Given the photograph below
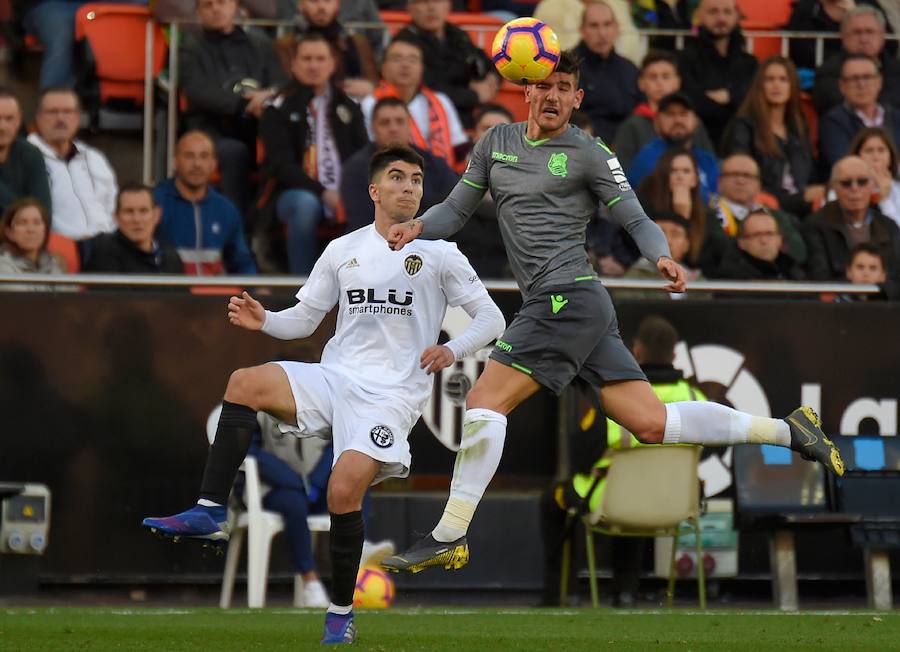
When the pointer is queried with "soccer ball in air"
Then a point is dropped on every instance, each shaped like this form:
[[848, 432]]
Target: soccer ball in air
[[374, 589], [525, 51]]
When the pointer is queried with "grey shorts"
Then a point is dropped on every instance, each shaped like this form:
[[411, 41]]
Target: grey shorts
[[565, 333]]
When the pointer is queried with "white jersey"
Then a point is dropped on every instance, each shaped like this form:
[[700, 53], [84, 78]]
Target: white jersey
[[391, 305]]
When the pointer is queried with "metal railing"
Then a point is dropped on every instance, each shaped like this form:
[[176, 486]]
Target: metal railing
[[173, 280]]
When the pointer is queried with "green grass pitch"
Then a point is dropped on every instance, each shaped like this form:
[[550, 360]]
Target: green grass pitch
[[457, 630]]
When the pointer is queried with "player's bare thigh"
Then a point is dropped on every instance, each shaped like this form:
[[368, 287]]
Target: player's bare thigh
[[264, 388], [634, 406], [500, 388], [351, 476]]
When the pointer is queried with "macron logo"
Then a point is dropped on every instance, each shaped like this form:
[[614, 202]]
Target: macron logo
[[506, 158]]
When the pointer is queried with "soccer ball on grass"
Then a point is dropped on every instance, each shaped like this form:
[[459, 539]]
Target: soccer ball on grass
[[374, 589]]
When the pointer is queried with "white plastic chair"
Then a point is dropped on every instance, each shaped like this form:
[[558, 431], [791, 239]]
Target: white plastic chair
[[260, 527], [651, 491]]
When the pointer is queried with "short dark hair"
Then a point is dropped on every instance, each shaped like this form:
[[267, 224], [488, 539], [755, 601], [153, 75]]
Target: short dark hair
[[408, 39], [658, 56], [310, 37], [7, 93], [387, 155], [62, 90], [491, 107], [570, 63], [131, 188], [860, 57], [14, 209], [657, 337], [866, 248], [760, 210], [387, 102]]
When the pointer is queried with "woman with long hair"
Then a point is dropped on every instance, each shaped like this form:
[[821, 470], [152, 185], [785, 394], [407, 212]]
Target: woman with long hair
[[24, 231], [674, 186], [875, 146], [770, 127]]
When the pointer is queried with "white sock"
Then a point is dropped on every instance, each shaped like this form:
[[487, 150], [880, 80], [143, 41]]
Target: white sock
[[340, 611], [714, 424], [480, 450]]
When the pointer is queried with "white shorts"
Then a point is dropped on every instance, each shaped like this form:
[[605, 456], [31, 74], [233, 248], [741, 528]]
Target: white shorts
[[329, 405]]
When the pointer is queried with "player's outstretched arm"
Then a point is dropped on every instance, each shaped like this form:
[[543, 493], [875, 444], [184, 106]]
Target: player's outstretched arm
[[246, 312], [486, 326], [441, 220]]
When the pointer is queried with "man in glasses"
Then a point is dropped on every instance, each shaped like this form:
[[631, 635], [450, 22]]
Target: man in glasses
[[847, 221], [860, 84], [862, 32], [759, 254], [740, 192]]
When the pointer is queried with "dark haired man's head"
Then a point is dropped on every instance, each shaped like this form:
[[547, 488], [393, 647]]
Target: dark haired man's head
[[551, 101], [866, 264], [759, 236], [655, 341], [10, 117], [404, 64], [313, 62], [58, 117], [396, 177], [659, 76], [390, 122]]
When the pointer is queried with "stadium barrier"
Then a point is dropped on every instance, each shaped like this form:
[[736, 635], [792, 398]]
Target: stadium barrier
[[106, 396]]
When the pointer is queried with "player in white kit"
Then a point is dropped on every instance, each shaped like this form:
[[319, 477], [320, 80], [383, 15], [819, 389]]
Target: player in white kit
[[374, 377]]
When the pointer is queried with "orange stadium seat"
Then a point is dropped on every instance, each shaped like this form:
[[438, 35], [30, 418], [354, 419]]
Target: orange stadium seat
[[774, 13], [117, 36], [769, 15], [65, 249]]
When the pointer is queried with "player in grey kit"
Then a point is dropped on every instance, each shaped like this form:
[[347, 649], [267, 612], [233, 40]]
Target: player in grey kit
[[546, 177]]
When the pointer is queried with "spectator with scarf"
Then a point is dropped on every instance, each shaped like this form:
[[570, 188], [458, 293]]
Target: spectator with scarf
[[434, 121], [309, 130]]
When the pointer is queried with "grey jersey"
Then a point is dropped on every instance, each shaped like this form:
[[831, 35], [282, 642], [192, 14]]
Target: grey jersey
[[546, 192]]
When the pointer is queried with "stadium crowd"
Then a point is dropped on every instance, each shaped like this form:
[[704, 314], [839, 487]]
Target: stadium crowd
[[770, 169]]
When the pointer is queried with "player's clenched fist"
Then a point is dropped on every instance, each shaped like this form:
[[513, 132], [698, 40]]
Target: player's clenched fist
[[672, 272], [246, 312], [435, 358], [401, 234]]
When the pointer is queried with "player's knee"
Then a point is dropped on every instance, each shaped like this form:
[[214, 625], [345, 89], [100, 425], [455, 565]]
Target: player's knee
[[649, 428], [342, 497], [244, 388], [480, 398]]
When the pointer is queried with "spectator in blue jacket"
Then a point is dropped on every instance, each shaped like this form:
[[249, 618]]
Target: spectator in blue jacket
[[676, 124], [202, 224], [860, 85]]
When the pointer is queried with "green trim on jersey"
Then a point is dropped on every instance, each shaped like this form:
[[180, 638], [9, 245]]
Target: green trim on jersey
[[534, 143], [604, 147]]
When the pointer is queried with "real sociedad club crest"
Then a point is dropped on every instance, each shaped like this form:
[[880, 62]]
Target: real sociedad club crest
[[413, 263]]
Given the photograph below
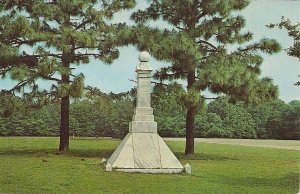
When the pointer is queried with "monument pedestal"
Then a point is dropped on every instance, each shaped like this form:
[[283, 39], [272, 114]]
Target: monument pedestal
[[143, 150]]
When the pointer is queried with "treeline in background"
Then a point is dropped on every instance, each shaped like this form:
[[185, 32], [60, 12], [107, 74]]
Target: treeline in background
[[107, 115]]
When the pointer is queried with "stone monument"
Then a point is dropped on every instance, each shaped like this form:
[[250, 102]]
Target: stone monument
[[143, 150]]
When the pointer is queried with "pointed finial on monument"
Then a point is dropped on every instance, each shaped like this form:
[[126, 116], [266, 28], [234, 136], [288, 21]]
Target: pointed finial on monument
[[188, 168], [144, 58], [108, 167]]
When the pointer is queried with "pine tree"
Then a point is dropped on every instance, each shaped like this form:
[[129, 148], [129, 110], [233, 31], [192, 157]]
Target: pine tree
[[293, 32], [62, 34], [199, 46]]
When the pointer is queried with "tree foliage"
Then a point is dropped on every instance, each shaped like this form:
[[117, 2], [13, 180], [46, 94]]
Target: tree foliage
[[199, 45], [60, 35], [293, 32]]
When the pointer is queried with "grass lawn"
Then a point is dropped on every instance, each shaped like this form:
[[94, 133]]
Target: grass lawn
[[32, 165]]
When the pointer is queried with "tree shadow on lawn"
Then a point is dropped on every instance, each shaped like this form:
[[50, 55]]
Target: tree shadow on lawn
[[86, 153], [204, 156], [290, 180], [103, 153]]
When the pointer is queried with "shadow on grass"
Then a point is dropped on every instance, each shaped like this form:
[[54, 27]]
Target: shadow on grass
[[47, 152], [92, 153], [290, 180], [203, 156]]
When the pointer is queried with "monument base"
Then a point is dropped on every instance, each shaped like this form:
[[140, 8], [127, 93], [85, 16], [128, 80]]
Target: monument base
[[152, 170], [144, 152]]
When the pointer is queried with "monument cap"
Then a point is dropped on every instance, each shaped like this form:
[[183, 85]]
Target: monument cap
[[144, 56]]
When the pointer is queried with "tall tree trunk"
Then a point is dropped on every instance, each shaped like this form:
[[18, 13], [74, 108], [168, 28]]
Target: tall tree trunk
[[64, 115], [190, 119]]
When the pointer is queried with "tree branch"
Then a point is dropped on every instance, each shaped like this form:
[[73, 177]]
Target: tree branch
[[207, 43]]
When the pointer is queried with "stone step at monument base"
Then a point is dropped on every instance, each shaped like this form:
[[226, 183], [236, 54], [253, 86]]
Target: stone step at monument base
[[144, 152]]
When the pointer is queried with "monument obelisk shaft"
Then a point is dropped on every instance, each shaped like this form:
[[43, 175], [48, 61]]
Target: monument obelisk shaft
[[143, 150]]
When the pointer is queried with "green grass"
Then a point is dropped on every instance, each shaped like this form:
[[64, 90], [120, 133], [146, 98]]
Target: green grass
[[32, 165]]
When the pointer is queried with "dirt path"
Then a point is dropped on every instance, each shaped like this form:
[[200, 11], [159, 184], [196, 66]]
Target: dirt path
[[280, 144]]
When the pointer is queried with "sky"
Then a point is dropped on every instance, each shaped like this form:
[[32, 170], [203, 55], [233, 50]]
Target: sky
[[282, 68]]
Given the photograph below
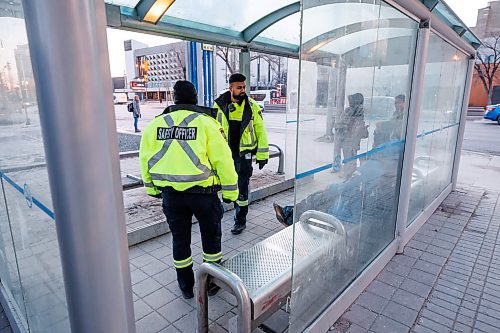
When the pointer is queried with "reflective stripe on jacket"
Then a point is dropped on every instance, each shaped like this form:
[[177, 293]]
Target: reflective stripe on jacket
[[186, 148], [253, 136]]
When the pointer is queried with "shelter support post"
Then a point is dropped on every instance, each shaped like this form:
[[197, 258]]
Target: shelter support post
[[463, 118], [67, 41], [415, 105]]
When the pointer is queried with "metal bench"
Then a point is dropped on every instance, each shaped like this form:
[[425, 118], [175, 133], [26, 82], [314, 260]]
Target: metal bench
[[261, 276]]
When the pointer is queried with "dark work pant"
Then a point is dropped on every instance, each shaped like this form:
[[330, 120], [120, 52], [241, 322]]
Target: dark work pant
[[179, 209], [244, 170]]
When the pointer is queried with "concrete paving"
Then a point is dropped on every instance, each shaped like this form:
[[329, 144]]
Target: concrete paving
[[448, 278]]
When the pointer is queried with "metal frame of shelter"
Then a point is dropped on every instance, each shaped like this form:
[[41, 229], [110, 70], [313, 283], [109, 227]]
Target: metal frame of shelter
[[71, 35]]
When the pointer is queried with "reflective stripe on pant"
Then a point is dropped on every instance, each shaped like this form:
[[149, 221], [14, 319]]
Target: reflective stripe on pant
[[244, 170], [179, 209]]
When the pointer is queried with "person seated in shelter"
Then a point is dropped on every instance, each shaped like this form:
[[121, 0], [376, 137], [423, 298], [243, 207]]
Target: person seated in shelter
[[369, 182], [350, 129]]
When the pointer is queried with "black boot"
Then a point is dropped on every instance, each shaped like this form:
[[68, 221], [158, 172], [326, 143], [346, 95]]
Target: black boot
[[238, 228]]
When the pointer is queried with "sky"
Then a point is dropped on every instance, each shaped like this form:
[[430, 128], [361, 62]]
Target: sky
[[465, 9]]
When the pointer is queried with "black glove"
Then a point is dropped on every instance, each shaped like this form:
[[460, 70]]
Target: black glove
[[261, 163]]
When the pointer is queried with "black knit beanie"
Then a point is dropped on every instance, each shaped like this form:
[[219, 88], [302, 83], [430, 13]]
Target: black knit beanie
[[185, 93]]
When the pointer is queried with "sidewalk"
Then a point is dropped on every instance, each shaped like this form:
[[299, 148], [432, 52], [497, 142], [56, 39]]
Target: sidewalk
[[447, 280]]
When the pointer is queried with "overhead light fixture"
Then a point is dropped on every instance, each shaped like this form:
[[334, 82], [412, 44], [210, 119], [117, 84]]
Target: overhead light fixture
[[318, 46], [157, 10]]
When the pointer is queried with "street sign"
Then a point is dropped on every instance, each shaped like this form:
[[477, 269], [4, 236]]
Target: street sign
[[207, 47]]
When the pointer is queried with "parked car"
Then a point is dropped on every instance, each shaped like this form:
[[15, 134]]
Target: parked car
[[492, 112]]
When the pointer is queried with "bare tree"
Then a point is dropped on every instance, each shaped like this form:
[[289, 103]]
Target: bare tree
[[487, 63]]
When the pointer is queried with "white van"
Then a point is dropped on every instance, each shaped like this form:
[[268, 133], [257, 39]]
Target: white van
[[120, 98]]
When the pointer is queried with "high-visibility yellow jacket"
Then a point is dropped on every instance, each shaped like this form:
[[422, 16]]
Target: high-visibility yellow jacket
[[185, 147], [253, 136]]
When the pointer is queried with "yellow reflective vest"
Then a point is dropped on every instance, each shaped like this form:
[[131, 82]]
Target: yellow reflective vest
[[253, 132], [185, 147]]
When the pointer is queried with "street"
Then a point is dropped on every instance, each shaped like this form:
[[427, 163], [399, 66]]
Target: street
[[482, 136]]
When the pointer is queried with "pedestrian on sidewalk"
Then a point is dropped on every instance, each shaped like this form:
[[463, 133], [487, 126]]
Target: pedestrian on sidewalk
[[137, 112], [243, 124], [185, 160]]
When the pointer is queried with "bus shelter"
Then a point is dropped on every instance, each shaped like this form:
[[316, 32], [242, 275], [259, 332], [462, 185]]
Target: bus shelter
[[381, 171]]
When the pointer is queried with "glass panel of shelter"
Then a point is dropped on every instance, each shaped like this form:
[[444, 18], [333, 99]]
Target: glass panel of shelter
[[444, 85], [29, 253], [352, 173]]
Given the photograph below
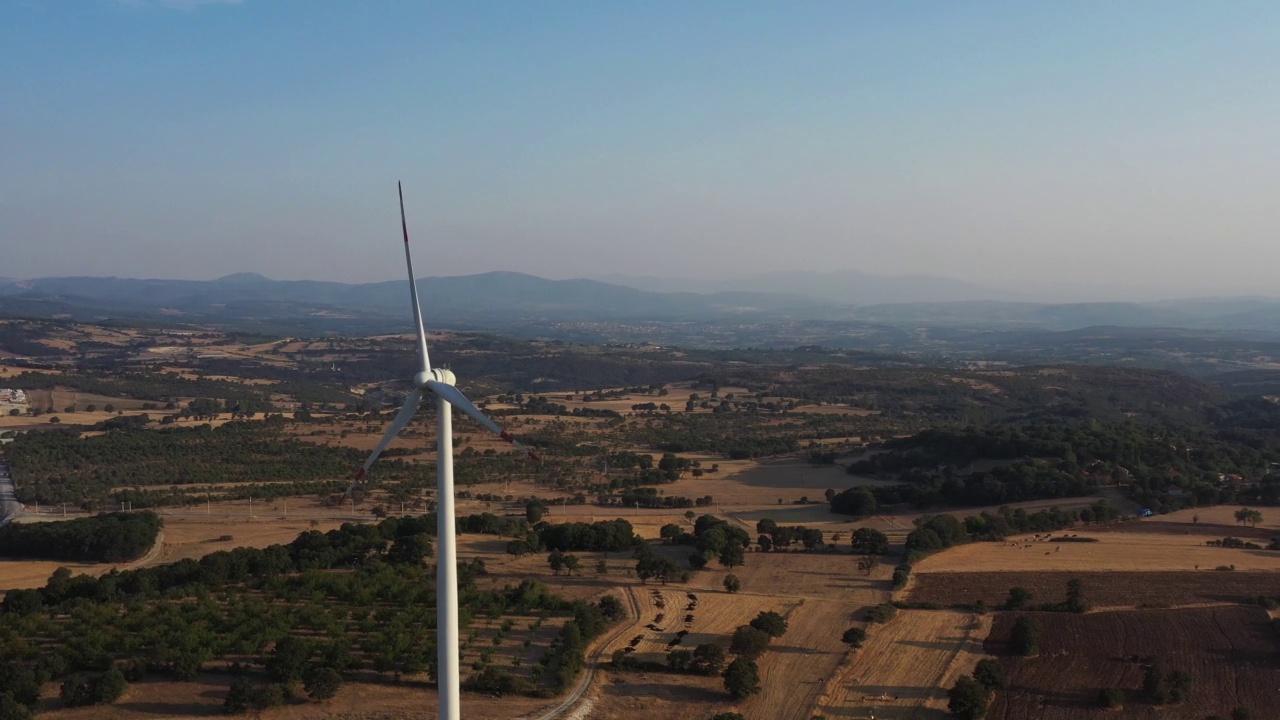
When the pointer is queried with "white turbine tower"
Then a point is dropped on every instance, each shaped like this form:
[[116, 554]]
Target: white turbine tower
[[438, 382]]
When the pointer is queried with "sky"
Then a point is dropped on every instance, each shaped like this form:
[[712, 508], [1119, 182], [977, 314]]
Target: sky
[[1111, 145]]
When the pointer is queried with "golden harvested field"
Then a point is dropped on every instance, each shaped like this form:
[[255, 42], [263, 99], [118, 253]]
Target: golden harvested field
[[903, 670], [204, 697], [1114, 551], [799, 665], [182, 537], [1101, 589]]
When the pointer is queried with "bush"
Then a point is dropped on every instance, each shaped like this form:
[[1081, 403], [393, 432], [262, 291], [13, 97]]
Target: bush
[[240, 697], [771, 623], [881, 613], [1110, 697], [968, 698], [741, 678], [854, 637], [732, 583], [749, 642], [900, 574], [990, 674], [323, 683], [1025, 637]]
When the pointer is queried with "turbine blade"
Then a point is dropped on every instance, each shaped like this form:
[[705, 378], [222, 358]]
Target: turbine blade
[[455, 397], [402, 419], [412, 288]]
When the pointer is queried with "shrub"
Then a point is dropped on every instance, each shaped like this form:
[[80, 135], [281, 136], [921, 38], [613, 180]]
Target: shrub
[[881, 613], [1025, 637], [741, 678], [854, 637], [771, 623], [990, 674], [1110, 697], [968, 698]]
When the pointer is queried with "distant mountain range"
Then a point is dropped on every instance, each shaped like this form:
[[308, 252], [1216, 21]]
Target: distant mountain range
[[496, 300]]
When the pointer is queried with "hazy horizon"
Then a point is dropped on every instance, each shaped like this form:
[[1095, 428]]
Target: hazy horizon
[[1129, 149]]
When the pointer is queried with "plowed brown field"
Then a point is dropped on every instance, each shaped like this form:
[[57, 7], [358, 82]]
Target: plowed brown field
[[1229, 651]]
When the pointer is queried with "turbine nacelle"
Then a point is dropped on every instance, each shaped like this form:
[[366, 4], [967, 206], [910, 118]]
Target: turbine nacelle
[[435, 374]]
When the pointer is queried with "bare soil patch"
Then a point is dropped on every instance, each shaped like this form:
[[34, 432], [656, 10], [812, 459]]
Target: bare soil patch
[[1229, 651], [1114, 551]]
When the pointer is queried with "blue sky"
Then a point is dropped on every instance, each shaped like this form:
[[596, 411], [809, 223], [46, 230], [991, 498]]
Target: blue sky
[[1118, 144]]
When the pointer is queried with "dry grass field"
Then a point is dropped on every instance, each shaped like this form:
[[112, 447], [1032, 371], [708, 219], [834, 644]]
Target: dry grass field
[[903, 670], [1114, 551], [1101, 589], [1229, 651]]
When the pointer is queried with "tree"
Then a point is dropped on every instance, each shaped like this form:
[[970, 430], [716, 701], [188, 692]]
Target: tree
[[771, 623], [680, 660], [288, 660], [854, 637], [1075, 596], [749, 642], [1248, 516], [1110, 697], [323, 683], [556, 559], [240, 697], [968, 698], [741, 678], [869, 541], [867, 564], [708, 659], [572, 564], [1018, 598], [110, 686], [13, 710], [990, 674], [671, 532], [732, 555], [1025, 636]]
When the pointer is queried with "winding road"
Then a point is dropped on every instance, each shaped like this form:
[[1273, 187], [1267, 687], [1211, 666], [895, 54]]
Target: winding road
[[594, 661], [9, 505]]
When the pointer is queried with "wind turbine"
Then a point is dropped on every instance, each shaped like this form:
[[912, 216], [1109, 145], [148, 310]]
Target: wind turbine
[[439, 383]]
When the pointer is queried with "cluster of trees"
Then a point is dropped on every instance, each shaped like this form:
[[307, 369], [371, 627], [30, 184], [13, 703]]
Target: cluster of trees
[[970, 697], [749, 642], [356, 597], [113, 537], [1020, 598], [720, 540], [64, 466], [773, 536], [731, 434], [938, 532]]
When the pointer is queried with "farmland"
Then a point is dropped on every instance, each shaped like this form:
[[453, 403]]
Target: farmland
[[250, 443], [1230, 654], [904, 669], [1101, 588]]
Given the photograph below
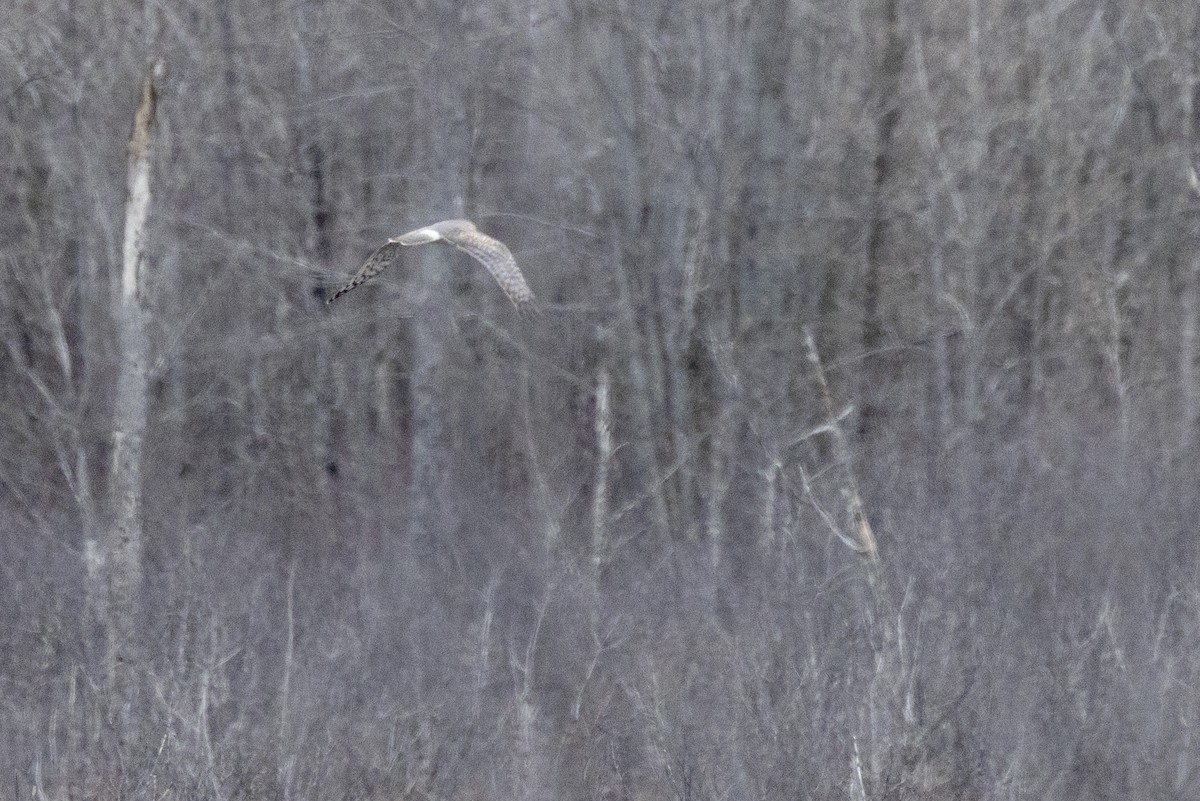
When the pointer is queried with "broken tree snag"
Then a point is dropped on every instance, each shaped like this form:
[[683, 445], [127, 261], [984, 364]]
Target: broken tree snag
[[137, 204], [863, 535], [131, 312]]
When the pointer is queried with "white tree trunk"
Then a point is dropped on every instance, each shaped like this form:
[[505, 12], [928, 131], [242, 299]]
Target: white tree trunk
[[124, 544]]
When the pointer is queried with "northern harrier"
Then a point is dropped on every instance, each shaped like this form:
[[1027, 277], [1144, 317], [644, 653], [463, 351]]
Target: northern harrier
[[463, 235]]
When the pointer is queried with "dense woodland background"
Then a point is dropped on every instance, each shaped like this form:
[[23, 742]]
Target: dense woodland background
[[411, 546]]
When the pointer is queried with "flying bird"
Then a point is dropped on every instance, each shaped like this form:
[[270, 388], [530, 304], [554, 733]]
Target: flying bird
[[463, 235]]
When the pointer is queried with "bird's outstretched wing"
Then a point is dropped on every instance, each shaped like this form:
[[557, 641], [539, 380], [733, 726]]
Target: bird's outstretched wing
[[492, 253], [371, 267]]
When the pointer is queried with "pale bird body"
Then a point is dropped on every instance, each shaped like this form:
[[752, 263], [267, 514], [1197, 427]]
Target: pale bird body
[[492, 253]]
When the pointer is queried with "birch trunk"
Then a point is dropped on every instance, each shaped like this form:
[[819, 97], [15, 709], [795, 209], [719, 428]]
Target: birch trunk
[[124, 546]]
- - - - -
(SET EXERCISE)
Starting at the beginning of the records and ending at the line that contains "[[264, 388], [634, 406], [500, 388], [351, 476]]", give those lines as a numbered list, skipping any blank lines and omitting the pictures.

(WRITTEN RESPONSE)
1. Given the photograph below
2. When the pointer is queried with "soccer ball in air"
3. Then a point is dropped on every instance, each shaped like this form:
4. [[848, 432]]
5. Target: soccer ball in air
6. [[374, 589], [525, 51]]
7. When the pointer is queried with "grey shorts"
8. Then a point is dropped on every instance, each shaped like this form:
9. [[411, 41]]
10. Target: grey shorts
11. [[565, 333]]
12. When the pointer is queried with "white jersey"
13. Then a point is dropped on every instance, each shaped like this form:
14. [[700, 53], [84, 78]]
15. Target: white jersey
16. [[391, 305]]
17. When the pointer is queried with "metal railing"
18. Then a point is dropped on every instance, each shaped like this form:
19. [[176, 486]]
20. Target: metal railing
21. [[173, 280]]
22. When the pointer is queried with "green grass pitch"
23. Then a point is dropped on every instance, each shaped like this form:
24. [[550, 360]]
25. Target: green grass pitch
26. [[457, 630]]
27. When the pointer is queried with "player's bare thigh"
28. Then a point is dropped on every instance, each shaped like this form:
29. [[368, 287]]
30. Target: player's bare thigh
31. [[264, 388], [634, 406], [500, 388], [351, 476]]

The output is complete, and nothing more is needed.